--- DATA RECORDS Enclosed Below ---

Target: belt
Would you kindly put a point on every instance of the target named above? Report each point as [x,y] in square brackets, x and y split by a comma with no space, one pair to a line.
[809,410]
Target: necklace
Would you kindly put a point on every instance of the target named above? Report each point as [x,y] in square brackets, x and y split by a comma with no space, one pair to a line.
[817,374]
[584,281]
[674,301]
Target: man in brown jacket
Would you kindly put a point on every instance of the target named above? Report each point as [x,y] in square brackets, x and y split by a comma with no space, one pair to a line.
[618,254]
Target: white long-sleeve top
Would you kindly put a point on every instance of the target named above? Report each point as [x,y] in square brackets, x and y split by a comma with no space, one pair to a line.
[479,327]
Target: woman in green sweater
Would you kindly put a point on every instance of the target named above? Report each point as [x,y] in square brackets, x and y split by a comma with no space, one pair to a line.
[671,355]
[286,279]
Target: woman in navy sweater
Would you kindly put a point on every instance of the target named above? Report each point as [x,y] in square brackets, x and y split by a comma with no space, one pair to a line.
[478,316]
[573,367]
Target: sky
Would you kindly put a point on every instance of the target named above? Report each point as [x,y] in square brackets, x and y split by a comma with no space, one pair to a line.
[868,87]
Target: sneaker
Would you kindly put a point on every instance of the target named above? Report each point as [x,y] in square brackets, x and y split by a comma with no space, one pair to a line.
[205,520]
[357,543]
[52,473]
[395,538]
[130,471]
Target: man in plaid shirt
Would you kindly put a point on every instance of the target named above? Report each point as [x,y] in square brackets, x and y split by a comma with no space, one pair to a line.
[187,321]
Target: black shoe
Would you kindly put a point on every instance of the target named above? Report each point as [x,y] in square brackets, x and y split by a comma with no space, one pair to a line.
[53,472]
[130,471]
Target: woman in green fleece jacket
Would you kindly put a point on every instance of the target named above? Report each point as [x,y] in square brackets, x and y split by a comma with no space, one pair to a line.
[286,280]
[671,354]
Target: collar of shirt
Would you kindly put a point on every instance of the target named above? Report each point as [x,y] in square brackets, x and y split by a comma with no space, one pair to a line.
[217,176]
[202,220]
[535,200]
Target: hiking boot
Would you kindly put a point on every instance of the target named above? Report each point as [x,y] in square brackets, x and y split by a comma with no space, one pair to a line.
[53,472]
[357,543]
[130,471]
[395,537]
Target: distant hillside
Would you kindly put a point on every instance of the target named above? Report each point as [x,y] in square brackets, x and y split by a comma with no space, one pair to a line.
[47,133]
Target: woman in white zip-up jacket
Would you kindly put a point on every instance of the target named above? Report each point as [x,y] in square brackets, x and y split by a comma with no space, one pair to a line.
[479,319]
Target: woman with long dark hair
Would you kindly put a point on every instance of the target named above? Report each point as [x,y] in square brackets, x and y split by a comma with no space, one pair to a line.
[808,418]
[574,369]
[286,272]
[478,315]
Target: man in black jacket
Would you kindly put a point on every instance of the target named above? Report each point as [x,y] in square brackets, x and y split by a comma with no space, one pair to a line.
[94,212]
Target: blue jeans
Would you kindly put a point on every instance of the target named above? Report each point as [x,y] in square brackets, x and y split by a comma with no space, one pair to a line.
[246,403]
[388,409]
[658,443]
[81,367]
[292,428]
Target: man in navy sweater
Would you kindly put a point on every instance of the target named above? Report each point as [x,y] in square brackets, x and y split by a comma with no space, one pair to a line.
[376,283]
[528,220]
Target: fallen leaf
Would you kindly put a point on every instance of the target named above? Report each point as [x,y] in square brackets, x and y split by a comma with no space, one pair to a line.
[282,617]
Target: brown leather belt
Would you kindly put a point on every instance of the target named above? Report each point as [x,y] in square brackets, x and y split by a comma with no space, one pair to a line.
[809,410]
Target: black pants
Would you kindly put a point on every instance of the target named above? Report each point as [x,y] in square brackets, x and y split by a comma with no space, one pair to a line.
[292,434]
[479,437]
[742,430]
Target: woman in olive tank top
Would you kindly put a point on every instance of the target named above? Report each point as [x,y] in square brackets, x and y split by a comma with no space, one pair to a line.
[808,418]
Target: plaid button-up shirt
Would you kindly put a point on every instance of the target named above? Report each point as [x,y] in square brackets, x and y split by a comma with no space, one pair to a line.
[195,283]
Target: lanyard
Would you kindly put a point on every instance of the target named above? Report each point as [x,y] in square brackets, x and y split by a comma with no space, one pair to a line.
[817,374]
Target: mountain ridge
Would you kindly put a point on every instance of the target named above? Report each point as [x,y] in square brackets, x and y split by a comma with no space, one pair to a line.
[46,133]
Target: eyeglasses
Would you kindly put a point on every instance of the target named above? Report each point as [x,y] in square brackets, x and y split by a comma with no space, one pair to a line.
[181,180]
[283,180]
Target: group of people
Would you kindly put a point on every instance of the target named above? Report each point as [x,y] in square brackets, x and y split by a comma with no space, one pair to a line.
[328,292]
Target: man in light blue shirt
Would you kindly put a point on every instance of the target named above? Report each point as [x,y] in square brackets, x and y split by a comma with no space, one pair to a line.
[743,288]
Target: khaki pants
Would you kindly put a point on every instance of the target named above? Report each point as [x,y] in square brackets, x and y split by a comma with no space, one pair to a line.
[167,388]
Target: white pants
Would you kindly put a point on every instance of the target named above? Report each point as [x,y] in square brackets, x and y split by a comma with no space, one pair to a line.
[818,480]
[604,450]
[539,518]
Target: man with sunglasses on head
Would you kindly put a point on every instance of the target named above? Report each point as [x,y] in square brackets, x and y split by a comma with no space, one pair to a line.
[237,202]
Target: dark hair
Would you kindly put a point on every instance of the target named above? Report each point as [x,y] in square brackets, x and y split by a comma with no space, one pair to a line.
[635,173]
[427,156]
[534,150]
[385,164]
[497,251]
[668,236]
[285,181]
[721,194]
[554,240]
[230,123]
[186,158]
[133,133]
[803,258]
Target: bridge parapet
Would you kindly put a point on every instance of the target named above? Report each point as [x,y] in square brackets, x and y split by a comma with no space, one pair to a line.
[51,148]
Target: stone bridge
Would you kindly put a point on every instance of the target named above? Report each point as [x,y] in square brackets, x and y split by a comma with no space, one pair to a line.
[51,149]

--- End of Enclosed DATA RECORDS ---
--- DATA RECORDS Enclosed Below ---

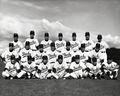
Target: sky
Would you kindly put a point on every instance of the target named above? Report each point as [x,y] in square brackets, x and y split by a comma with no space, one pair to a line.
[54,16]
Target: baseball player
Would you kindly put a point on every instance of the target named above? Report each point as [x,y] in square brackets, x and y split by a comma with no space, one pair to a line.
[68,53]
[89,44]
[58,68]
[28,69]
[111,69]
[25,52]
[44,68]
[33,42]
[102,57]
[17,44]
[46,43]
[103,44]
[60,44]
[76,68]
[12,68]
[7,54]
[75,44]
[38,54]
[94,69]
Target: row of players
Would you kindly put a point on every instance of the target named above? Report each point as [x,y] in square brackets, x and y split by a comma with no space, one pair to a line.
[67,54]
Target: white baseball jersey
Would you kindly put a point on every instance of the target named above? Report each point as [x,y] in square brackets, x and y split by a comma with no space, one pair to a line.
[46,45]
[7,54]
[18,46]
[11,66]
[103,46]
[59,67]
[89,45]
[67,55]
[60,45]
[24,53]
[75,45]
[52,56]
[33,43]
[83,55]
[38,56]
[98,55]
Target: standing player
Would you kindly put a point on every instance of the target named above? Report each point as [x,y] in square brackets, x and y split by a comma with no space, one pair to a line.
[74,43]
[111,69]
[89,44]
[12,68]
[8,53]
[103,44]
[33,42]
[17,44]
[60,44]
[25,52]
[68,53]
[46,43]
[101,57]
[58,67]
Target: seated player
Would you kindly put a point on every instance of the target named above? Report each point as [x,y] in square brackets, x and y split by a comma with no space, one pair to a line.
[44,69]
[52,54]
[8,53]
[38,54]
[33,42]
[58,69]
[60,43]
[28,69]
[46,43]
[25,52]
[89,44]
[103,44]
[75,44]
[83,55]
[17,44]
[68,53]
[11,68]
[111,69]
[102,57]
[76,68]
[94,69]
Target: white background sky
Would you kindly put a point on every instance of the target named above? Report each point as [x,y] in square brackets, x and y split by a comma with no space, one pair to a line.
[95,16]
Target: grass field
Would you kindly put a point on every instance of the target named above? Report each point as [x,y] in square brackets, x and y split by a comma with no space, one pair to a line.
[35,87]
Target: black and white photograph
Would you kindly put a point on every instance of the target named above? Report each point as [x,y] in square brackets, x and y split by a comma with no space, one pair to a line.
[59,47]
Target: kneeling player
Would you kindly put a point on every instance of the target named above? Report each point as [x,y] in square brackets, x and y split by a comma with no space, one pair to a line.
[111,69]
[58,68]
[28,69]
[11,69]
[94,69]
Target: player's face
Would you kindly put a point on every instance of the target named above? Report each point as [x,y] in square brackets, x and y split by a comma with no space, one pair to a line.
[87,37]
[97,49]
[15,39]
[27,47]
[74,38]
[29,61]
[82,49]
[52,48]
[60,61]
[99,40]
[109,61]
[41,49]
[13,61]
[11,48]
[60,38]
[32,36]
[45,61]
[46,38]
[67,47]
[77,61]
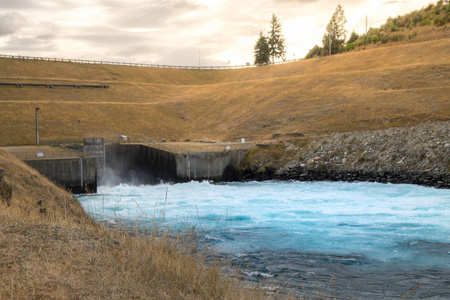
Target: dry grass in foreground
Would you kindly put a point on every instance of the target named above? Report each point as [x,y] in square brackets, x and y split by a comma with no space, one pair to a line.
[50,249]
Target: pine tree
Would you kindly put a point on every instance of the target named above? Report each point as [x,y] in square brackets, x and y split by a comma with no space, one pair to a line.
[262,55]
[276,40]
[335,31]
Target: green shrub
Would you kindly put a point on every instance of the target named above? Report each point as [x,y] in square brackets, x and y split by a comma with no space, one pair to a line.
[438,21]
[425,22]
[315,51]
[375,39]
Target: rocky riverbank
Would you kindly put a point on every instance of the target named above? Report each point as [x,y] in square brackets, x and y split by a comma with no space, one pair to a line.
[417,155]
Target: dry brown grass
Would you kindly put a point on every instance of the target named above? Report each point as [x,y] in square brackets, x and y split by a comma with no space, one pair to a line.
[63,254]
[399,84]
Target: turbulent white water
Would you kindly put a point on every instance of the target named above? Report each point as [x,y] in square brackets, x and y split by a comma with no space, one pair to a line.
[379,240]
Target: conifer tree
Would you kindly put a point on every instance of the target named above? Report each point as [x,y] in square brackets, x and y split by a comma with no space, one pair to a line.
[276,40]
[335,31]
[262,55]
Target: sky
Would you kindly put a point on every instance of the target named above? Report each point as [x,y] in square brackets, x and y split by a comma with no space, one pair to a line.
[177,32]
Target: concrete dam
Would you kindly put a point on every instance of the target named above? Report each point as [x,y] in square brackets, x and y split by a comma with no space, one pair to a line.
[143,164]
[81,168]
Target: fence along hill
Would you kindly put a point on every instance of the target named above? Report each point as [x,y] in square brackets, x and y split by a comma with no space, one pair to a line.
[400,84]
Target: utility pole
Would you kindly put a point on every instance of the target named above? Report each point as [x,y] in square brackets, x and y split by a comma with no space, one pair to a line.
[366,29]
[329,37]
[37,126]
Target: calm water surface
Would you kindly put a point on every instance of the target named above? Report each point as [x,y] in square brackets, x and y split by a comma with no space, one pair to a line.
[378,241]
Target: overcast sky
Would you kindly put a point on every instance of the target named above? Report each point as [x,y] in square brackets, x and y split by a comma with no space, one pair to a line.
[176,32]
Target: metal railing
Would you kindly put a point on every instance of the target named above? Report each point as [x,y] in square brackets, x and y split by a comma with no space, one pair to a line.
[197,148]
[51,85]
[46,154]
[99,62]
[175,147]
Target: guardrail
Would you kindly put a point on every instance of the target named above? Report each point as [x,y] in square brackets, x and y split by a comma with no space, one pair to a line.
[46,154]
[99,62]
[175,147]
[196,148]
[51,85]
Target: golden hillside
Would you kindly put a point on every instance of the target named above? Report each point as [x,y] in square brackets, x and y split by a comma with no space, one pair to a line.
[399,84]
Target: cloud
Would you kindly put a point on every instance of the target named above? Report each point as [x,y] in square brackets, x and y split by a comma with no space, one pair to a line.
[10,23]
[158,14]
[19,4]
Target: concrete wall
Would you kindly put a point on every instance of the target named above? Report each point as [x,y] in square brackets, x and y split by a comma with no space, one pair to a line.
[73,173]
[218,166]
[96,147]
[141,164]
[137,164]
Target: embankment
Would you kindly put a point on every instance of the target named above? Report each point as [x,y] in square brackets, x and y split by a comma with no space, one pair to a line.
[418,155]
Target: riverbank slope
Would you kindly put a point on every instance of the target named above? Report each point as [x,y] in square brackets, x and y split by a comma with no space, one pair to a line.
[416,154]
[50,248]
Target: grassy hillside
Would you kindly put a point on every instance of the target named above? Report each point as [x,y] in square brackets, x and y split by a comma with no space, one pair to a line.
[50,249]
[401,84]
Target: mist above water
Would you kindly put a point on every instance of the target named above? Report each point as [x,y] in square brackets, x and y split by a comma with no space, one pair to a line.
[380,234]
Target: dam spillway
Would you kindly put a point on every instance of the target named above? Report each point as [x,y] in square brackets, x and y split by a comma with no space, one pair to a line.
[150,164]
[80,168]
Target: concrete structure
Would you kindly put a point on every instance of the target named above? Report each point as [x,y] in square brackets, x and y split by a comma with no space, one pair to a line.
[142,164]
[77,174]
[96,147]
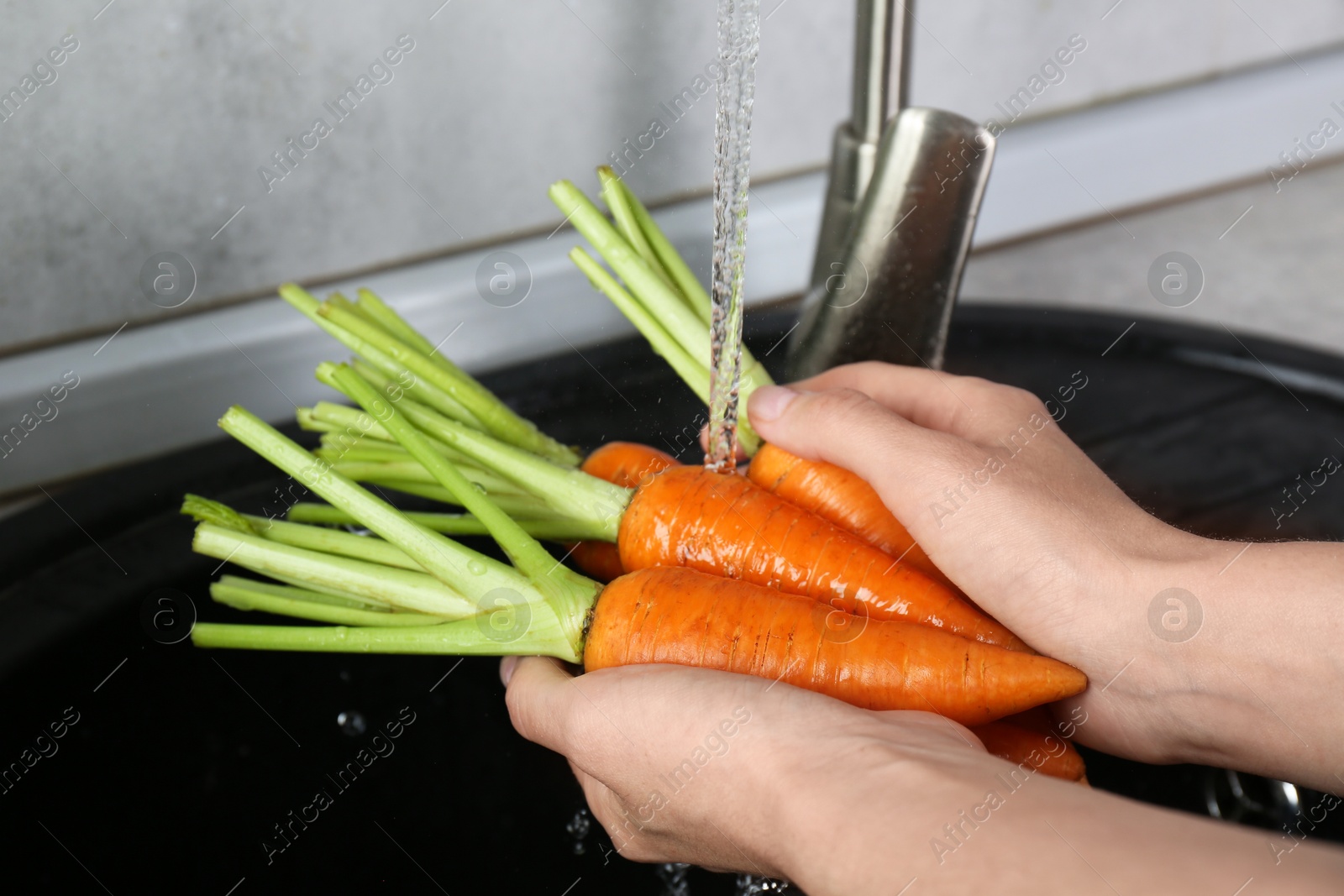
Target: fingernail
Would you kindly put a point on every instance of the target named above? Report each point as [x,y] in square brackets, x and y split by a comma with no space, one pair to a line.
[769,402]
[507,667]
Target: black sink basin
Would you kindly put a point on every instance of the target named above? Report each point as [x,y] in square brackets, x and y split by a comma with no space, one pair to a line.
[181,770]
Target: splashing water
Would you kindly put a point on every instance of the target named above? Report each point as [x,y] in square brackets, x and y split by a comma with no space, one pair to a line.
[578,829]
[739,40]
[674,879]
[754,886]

--- End of Enclosed DATA RECORDS ---

→ **AIM OF THE TASK**: From the material above, copy every line that has the word "green" in it.

→ **WRITTEN ANSWER**:
Target: woman in green sweater
Target: woman in green fleece jacket
Target: green shrub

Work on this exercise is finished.